WORK TO BE COMPLETED: Turn every line of the listing below into a numbered list, one line per item, leaving out any blank lines.

Listing of labeled points
(begin)
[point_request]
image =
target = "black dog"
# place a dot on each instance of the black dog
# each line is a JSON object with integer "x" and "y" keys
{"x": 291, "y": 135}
(end)
REPLY TO THE TASK:
1. [point_request]
2. image =
3. target = "black dog"
4. # place a dot on each instance of the black dog
5. # each line is a JSON object with integer "x" and "y" keys
6. {"x": 291, "y": 135}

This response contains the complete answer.